É a segunda vez que dedico este espaço às decisões que vão apimentando os tribunais portugueses. Primeiro a propósito da decisão que ilibou o ex-governante Miguel Macedo, acusado, afastado da governação e anos mais tarde absolvido com direito a uma horas de consolação na Comunicação Social. Agora, é a vez de Azeredo Lopes “crucificado” na onda mediática que tem contaminado a mandíbula insaciável do Ministério Público.
Atente-se que sou um defensor acérrimo do exercício autónomo, responsável e proativo dos tribunais – e não obstante, sou apanhado, como todos os portugueses e portuguesas, pelas decisões erróneas que mancham a credibilidade de quem se sente livre para acusar, que se faz acompanhar das câmaras de televisão numa dupla missão: a de parecer o que nem sempre é (transparente) e forçar a aceitação na Opinião Pública, na condenação à priori de quem só consegue defender-se quando o próprio Ministério Público reconhece, em sede de julgamento, que aquela pessoa não devia estar ali.
É estranho, no mínimo, que no seguimento de todas as decisões e quando se esperava que alguém tivesse a humildade de pedir desculpas, sobre apenas uma declaração de circunstância, uma formalidade jurídica e nada mais. A vida desfeita, a exposição pública, os danos causados à reputação ficam para as calendas e que cada um dos condenados se desenrasque na vidinha.

[Registos guardados]

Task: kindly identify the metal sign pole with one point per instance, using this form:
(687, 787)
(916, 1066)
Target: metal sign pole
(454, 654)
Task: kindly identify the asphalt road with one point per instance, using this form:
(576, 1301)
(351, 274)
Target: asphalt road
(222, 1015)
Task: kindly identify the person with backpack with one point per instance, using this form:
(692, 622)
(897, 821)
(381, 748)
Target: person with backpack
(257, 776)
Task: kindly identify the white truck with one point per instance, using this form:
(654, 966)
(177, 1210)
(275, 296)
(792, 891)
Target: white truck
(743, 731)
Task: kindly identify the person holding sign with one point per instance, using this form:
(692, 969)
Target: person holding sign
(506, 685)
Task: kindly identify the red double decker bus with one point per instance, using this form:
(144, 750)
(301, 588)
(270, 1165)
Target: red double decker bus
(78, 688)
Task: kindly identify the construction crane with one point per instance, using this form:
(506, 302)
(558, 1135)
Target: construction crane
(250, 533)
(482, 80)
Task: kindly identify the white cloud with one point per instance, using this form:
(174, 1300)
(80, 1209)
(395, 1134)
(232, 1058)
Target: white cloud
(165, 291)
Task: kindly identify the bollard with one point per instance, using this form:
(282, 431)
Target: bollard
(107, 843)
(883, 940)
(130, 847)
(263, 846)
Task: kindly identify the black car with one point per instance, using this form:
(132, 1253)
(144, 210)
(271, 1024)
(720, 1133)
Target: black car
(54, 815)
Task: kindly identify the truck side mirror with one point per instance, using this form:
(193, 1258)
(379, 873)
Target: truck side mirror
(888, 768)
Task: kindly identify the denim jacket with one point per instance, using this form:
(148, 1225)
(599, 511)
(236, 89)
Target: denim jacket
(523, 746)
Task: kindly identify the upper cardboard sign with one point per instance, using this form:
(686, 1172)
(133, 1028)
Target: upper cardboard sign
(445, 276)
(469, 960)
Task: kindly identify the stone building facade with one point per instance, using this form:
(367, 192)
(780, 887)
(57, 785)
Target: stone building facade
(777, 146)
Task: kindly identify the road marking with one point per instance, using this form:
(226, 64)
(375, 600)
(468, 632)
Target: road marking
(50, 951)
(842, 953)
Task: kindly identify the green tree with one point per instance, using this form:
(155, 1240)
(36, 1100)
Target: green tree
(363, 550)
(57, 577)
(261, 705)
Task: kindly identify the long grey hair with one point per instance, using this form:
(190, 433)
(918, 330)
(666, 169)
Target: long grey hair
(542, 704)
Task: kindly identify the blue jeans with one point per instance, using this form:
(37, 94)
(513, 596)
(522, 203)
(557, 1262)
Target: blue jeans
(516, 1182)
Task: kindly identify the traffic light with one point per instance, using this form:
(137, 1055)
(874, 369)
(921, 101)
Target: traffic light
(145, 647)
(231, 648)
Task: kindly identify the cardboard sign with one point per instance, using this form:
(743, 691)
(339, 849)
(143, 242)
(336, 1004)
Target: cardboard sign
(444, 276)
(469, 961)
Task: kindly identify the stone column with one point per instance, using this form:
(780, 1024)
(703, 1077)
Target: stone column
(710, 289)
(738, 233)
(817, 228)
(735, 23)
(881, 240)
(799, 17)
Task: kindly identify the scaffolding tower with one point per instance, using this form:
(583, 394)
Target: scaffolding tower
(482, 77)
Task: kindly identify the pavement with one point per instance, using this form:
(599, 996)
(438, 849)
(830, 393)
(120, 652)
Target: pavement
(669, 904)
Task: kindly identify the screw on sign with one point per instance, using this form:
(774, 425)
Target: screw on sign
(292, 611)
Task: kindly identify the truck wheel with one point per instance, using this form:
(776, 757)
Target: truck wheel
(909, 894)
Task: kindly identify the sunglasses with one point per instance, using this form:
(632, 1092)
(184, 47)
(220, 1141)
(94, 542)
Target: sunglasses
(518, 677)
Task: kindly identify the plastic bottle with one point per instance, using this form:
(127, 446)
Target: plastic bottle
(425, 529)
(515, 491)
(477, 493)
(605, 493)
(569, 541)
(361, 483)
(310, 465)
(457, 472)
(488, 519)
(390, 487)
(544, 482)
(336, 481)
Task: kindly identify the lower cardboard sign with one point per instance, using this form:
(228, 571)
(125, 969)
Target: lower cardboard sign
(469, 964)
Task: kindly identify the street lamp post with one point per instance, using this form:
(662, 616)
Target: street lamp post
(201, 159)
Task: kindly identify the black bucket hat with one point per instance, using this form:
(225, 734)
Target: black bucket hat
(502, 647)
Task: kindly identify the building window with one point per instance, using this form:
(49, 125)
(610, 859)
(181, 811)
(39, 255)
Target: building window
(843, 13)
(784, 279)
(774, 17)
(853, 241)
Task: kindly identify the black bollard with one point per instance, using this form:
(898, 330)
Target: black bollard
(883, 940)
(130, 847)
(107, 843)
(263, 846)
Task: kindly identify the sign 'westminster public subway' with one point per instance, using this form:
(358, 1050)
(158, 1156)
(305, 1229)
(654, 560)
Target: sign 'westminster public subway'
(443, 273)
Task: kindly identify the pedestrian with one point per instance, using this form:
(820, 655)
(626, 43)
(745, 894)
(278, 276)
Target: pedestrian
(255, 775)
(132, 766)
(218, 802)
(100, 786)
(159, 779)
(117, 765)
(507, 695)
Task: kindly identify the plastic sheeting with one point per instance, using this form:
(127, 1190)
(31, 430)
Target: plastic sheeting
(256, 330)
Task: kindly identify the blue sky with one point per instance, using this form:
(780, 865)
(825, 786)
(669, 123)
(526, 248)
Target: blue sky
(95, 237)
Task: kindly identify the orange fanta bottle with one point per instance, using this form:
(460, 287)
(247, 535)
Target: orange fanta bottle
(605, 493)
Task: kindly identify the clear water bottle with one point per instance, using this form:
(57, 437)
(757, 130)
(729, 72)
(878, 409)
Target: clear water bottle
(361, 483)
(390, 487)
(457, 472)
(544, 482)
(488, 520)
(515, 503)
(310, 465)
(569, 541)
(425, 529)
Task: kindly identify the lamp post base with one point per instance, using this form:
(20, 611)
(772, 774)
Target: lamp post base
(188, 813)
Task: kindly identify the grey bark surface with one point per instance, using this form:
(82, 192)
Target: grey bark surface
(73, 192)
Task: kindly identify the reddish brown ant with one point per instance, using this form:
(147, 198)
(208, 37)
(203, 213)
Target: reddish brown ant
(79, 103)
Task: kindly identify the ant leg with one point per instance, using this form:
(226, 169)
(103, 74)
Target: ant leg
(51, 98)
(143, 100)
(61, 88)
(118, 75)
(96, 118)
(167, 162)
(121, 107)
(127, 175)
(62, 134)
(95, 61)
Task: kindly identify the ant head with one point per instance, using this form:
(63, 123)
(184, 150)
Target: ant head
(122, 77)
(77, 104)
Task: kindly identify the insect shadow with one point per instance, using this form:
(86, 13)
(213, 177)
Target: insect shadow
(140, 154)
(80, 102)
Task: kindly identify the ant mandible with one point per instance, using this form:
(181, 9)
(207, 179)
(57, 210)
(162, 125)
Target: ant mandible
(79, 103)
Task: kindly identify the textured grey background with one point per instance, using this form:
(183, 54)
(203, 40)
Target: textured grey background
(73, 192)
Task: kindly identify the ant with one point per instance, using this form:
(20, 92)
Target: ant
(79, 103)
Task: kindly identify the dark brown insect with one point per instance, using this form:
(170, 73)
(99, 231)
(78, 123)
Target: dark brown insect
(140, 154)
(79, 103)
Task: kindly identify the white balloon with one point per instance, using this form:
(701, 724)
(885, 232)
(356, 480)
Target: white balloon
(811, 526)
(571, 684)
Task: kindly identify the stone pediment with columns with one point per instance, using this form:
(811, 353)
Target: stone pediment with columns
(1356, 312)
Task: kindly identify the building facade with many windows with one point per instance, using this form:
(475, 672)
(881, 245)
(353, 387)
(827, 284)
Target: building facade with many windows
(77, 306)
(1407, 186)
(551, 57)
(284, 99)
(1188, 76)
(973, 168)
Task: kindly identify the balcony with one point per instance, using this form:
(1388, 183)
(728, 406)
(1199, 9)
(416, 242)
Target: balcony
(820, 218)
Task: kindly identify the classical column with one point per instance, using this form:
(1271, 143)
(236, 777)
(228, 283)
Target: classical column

- _Problemas a resolver_
A – Indique se cada afirmação concorda com o texto sobre os tribunais portugueses e cite as palavras do texto que o decidem: (i) quem escreve declara-se defensor do exercício autónomo dos tribunais; (ii) Miguel Macedo acabou condenado; (iii) depois das decisões houve um pedido de desculpas.
B – Continue o texto sobre os tribunais portugueses a partir da última frase.

- _Respostas_
A –
(i) Sim: «sou um defensor acérrimo do exercício autónomo, responsável e proativo dos tribunais».
(ii) Não: «anos mais tarde absolvido».
(iii) Não: «sobre apenas uma declaração de circunstância, uma formalidade jurídica e nada mais».

B –
Estranheza, ainda, por ver que em Portugal, uma das dimensões estruturantes da Democracia, usa o poder e a liberdade que tem para construir processos de acusação, ao abrigo de uma impunidade formal que lhe permite passar incólume ao crivo mediático que também nada faz para investigar a investigação e explicar aos leitores, ouvintes ou telespectadores, o que correu mal quando se detém alguém ao abrigo de muitas interjeições superlativas que elevam a excelência da Justiça para o fundo falso dos factos, apesar da aparente consolidação acusatória dos casos.
Ninguém duvide do sucesso e mérito da Procuradoria Geral da República no seu papel fundamental em Democracia, mas todos temos o direito de repudiar a ânsia e o malabarismo mediático que abala a credibilidade da Casa onde era suposto que a Justiça, sendo cega, se encarrega de nos proteger dos próprios instrumentos jurídicos que alicerçam um Estado de Direito.
Uma defesa que deveria começar antes e não depois. Ou seja, uma defesa que deve começar na preocupação de não transformar indícios em certezas absolutas, de avaliar os factos sem presunção de que basta a aparência ilusória para construir uma história de acusação.
É de estranhar por isso, as palavras da Procuradora Geral da República que, na tomada de posse do senhor Procurador da República, no Porto, tenha pedido aos procuradores “uma conduta que desencoraje as investidas espúrias e assassinas”, impedindo “um destruidor manto de descrédito” sobre o seu trabalho. Fiquei sem perceber se o recado era para dentro ou para fora. Se era para dentro, a bicada serve bem para os que acusam e não provam, se era para fora, o que também, é plausível, a sua declaração é preocupante, na medida em que baseia o medo nos efeitos perturbadores da credibilidade junto dos cidadãos e das cidadãs e dos verdadeiros delinquentes deste país.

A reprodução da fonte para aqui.